A is the increase, if any, determined without reference to this section as it applies to the acquisition of the subject shares, in the paid-up capital in respect of all shares of the capital stock of the purchaser corporation as a result of the issue of the new shares,

 

D is the fair market value, immediately after the disposition, of any consideration (other than the new shares) received by the taxpayer from the purchaser corporation for the subject shares,

E is the greater of

 

(i) the paid-up capital, immediately before the disposition, in respect of the subject shares, and

 

(ii) subject to paragraphs 84.1(2)(a) and 84.1(2)(a.1), the adjusted cost base to the taxpayer, immediately before the disposition, of the subject shares, and

 

F is the total of all amounts each of which is an amount required to be deducted by the purchaser corporation under paragraph 84.1(1)(a) in computing the paid-up capital in respect of any class of shares of its capital stock by virtue of the acquisition of the subject shares.

 

[8]              Paragraph 12(1)(j) requires the inclusion in income of dividends paid by a corporation resident in Canada under subdivision h, the statutory home of paragraph 84.1(1)(b):

 

SECTION 12:  Income inclusions.

 

            (1)        There shall be included in computing the income of a taxpayer for a taxation year as income from a business or property such of the following amounts as are applicable:

 

(j) Dividends from resident corporations – any amount required by subdivision h to be included in computing the taxpayers income for the year in respect of a dividend paid by a corporation resident in Canada on a share of its capital stock;

 

[9]              Subparagraph 20(1)(p)(i) permits the deduction of a “bad debt” from business or property income:

 

SECTION 20: Deductions permitted in computing income from business or property.

(PROVIDED MATERIAL)
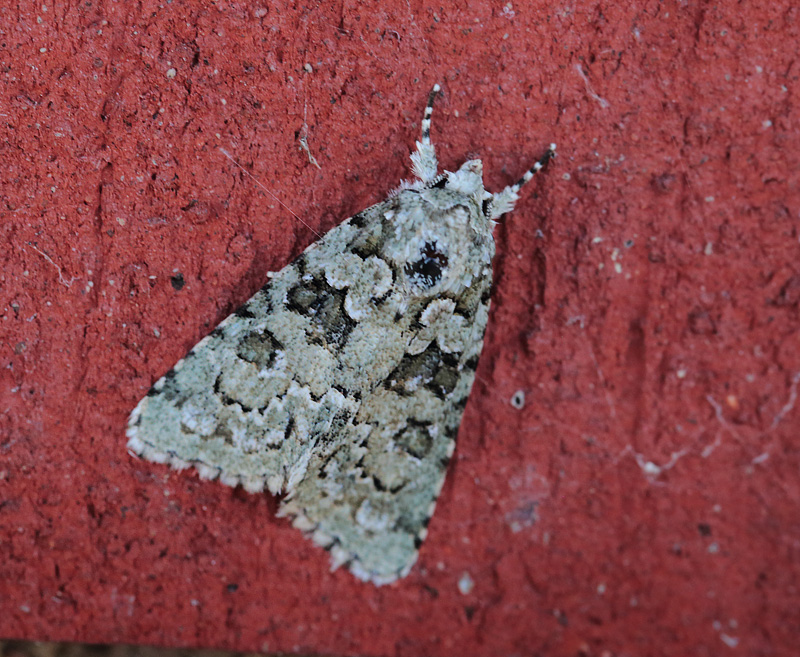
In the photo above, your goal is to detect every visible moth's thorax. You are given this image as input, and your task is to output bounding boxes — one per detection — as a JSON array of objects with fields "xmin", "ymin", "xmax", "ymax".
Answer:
[{"xmin": 383, "ymin": 160, "xmax": 494, "ymax": 297}]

(GOAL)
Reproduce the tax law excerpt from "(i) the paid-up" to "the subject shares.", substituting "stated capital" for "paid-up capital".

(REPLY TO THE EXERCISE)
(i) the stated capital, immediately before the disposition, in respect of the subject shares, and

 

(ii) subject to paragraphs 84.1(2)(a) and 84.1(2)(a.1), the adjusted cost base to the taxpayer, immediately before the disposition, of the subject shares, and

 

F is the total of all amounts each of which is an amount required to be deducted by the purchaser corporation under paragraph 84.1(1)(a) in computing the stated capital in respect of any class of shares of its capital stock by virtue of the acquisition of the subject shares.